[WORK REQUIRED] Without the pictures, copy all the entries below exactly.

[Point-per-instance localization data]

------------------------------------------------------------

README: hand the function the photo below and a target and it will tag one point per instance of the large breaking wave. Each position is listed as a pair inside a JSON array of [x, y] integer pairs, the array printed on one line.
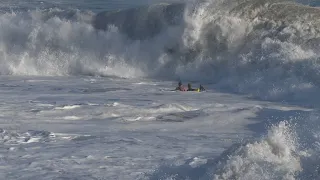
[[268, 48]]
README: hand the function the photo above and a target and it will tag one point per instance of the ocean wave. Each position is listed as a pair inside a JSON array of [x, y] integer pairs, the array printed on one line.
[[266, 48]]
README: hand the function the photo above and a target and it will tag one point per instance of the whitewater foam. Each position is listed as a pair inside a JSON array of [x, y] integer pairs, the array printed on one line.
[[273, 157], [242, 46]]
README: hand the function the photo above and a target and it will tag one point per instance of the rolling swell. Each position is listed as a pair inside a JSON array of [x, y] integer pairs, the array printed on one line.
[[266, 48]]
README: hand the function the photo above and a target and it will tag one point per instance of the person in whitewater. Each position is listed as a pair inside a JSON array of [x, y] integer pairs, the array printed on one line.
[[201, 88], [180, 87]]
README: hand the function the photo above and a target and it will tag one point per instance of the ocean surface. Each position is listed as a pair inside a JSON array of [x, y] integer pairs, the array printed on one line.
[[87, 90]]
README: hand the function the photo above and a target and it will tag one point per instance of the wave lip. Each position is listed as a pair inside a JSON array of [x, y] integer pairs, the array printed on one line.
[[142, 22]]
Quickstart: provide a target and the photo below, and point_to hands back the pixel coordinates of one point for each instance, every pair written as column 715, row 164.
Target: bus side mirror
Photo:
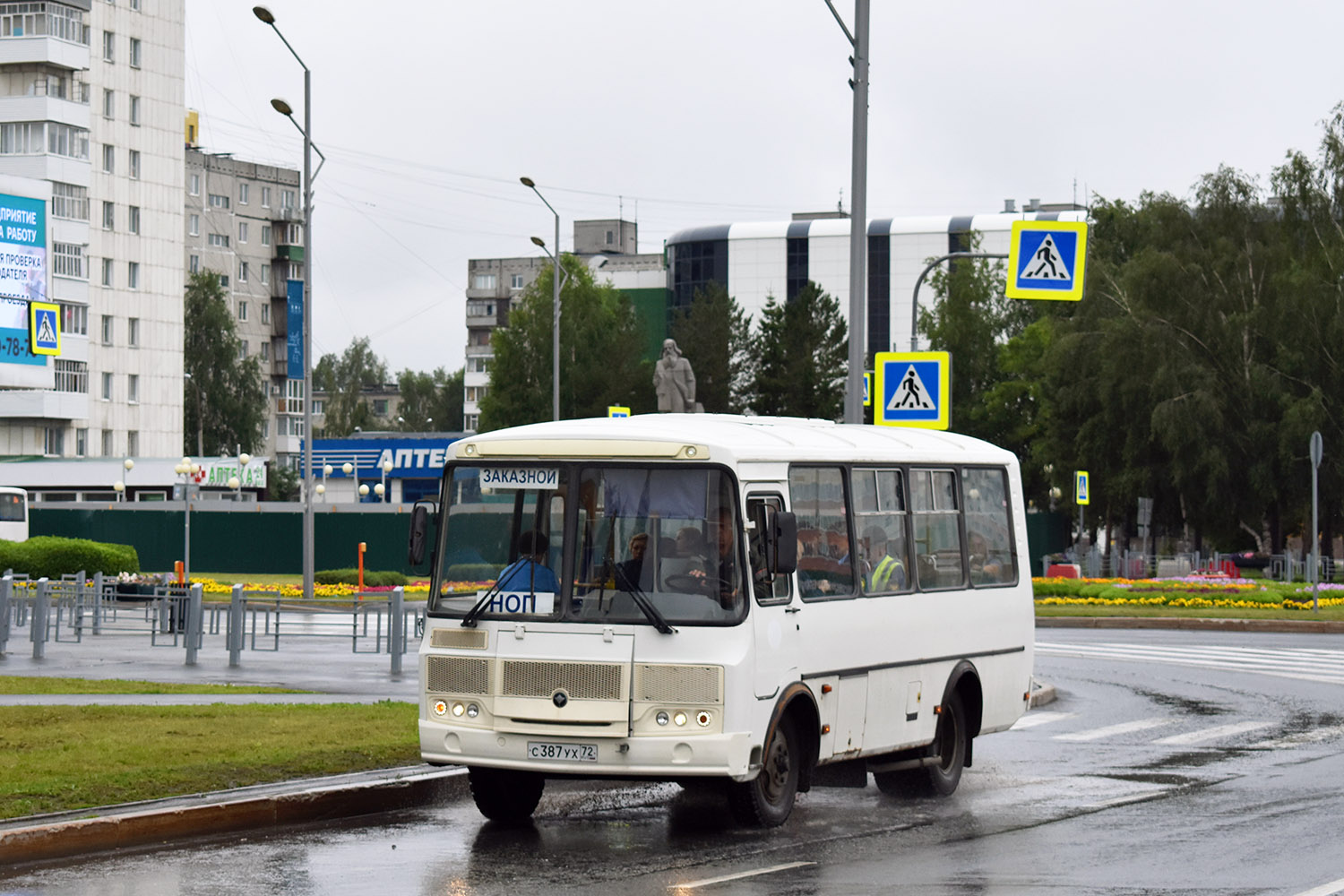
column 779, row 533
column 419, row 528
column 784, row 533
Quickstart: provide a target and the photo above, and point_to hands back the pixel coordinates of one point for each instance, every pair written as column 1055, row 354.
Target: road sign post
column 1317, row 450
column 914, row 389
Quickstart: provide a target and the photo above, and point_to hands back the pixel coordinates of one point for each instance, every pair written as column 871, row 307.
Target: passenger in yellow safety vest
column 883, row 571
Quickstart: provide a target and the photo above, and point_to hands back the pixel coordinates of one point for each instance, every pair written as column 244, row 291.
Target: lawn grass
column 65, row 758
column 45, row 684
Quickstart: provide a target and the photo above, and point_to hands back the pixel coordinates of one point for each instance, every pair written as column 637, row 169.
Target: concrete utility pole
column 859, row 211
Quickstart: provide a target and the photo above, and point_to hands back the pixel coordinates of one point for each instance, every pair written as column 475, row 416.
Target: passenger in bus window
column 628, row 571
column 530, row 571
column 883, row 571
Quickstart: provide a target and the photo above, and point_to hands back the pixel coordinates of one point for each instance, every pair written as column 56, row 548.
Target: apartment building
column 90, row 134
column 610, row 250
column 244, row 222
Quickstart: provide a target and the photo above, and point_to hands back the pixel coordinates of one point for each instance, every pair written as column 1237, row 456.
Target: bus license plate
column 562, row 753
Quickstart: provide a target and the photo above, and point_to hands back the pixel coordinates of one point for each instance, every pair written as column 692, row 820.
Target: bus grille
column 459, row 638
column 580, row 680
column 677, row 684
column 457, row 675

------------------------------------------------------------

[ANSWER SECTION]
README: hand the function the photo below and a target and it will tag one point per instance of the large breaking wave. Each position is listed as a pair inside a JSON array of [x, y] integer pairs, the array printed on one line.
[[268, 48]]
README: hand the function the photo above and a target and it will tag one point per instance of the ocean wave. Each position is listed as a pair inside a JSON array of [x, y] integer pairs, the array printed on one line.
[[266, 48]]
README: hand the function the photo above and a target and it will tag one point per instance of the whitewater foam. Each position is listed as a pair inside a JSON array of [x, y] integer pairs, the array printed on one line.
[[273, 157], [242, 46]]
README: hand the function the photo above and a target and it will tag one point per instance of the rolling swell. Each position is listed as a pair inside a JSON array of [x, y] integer pairs, the array printed on one line.
[[266, 48]]
README: hand the function the photo above and a target and it will tag one point per instance of the person in whitewater. Each position is listed as a pair inside a JSON array of [x, y] integer pairs, the array printed on one line.
[[201, 88], [180, 87]]
README: hand the function the photo above and a target and it will tag one point per instance of the ocean surface. Each position is listed as a pair inside a JSON array of [x, y] integer pairs, the array printed on one line.
[[87, 90]]
README: hand the function the photo above and a target and it will tag one point per instance of the wave lip. Each position is listed as a pair inside a JSON array of [x, y] integer pairs, the array printed on one line.
[[142, 22]]
Quickstart: provide a target and the photo below, and point_to hands back the pixel coordinates of one point for each instance, every pair written as column 715, row 164.
Target: bus side mirror
Photo:
column 779, row 533
column 419, row 528
column 784, row 533
Quickstart: provide a target and the photo above, and point_to hands back the pixel coordinates of one point for each instance, every pair written as column 1055, row 354.
Target: road sign post
column 1317, row 450
column 914, row 389
Quickstart: provide a target and the photo above, and point_to hands back the pixel coordinates of one point for each instance, every pair written as column 871, row 307.
Target: passenger in yellow safety vest
column 883, row 571
Quickstart: provide a target and the photo above, and point_to hands back the pixel coordinates of one point for each instance, every pair written as column 244, row 291.
Target: lawn grass
column 65, row 758
column 45, row 684
Quickstart: provide a target and the photo above, and point_to hands back the pixel coordinates of one point for each instance, every pair written as column 637, row 169.
Target: concrete utility pole
column 859, row 211
Quickstart: provide a target and the photo above, and point_to hands back the pixel coordinates of one point for each instance, every pair written as column 475, row 416.
Target: passenger in bus window
column 628, row 571
column 530, row 571
column 883, row 571
Quickstart: provide a target and the photo above, and point_to hands back the pixel coordinates of one point for each instance, every pair written as column 56, row 548.
Target: apartment building
column 90, row 134
column 610, row 250
column 244, row 222
Quickstart: provide a target and the photo above, and point_to hands back the pixel coordinates of one point for each instance, every pair written as column 1237, row 456.
Target: bus license plate
column 562, row 753
Quickstart: provide a target and the photo above, and point_to hands back the pixel coordinates of one point for each instance, every pair written as column 692, row 820.
Target: bus grille
column 459, row 638
column 580, row 680
column 677, row 684
column 457, row 675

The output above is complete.